Exercise description:
Answer these questions using the forum thread on the Unicode alternative for '..' below:
(a) Which character does the opening message propose in place of '⋯', and what is its code point?
(b) According to the reply signed Yitz, how does Kenneth Whistler think two dots expressing a range should be represented in Unicode?
(c) What does ONE DOT LEADER represent in Armenian encodings, according to the same reply?

Start Provided passage

Unicode alternative for '..' (ticket #3894)

I'm a big fan of the UnicodeSyntax [1] language extension. But I don't particularly like the alternative for the ellipsis '..'. I'm not sure if it was a conscious choice or a mistake to use the '⋯' character. I haven't really encountered that symbol before except for matrices and the like [2]. Therefore I propose to change the character from '⋯' to '…'. I submitted a bug report for this a few weeks ago [3]. Today I attached a patch which implements this change. Here are 4 code snippets for comparison: -- Simple ASCII import Data.Bool ( Bool(..) ) f :: [Int] f = [1, 3 .. 10] ++ [10..100] -- Current situation (MIDLINE HORIZONTAL ELLIPSIS, U+22EF) import Data.Bool ( Bool(⋯) ) f ∷ [Int] f = [1, 3 ⋯ 10] ++ [10⋯100] -- Proposed change (HORIZONTAL ELLIPSIS, U+2026) import Data.Bool ( Bool(…) ) f ∷ [Int] f = [1, 3 … 10] ++ [10…100] -- Another alternative (TWO DOT LEADER, U+2025) import Data.Bool ( Bool(‥) ) f ∷ [Int] f = [1, 3 ‥ 10] ++ [10‥100] The TWO DOT LEADER also looks nice, but I think we must consider more than looks alone (which is a matter of fonts) and take the semantics into account. I would really like some feedback on this since it is a change that breaks backwards compatibility (even though it is a really small change). Regards, Roel van Dijk 1 - http://www.haskell.org/ghc/docs/latest/html/users_guide/syntax-extns.html#un... 2 - http://en.wikipedia.org/wiki/Ellipsis#In_mathematical_notation 3 - http://hackage.haskell.org/trac/ghc/ticket/3894

I think the baseline ellipsis makes much more sense; it's hard to see how the midline ellipsis was chosen. -- Jason Dusek

My opinion is that we should either use TWO DOT LEADER, or just leave it as it is now, two FULL STOP characters. Two dots indicating a range is not the same symbol as a three dot ellipsis. Traditional non-Unicode Haskell will continue to be around for a long time to come. It would be very confusing to have two different visual glyphs for this symbol. I don't think there is any semantic problem with using TWO DOT LEADER here. All three of the characters ONE DOT LEADER, TWO DOT LEADER, and HORIZONTAL ELLIPSIS are legacy characters from Xerox's XCCS. There, the characters they come from were used for forming dot leaders, e.g., in a table of contents. Using them that way in Unicode is considered incorrect unless they represent text that was originally encoded in XCCS; in Unicode, one does not form dot leaders using those characters. However, other new uses are considered legitimate. For example, HORIZONTAL ELLIPSIS can be used for fonts that have a special ellipsis glyph, and ONE DOT LEADER represents mijaket in Armenian encodings. So I don't see any reason why we can't use TWO DOT LEADER to represent the two-dot range symbol. The above analysis is based in part upon a discussion of these characters on the Unicode list in 2003: http://www.mail-archive.com/unicode@unicode.org/msg16285.html The author of that particular message, Kenneth Whistler, is of the opinion that two dots expressing a range as in [0..1] should be represented in Unicode as two FULL STOP characters, as we do now in Haskell. Others in that thread - whom Mr. Whistler seems to feel are less expert than himself regarding Unicode - think that TWO DOT LEADER is appropriate. No one considers replacing two-dot ranges with HORIZONTAL ELLIPSIS. If we can't find a Unicode character that everyone agrees upon, I also don't see any problem with leaving it as two FULL STOP characters. Thanks, Yitz

That is very interesting. I didn't know the history of those characters.

End Provided passage
Start Data segment

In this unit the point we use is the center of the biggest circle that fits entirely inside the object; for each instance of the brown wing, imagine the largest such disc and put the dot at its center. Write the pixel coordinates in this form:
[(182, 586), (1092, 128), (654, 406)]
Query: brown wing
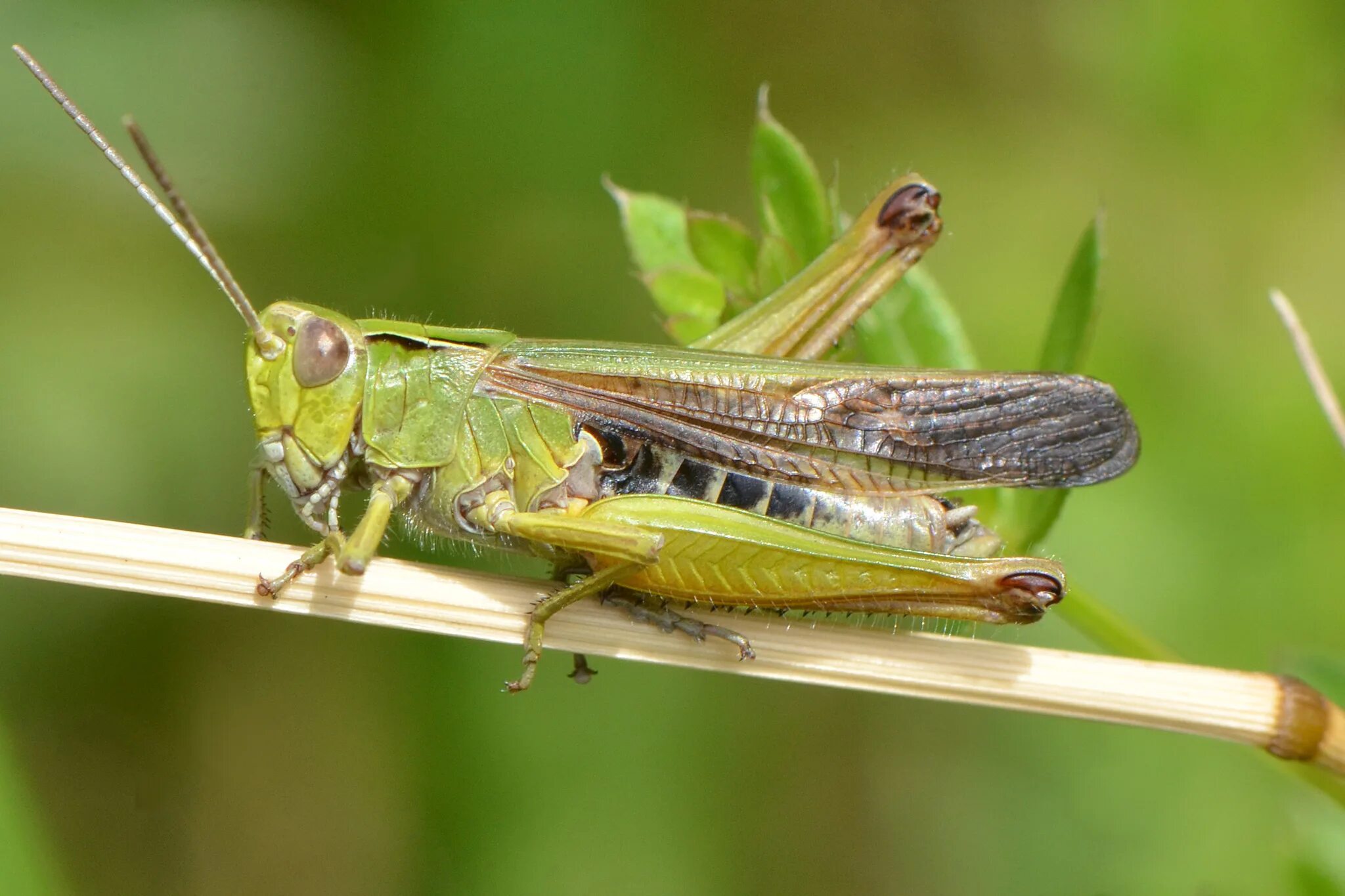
[(843, 427)]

End Data segment

Solved problem:
(a) HORIZONTAL ELLIPSIS ('…'), U+2026.
(b) As two FULL STOP characters.
(c) Mijaket.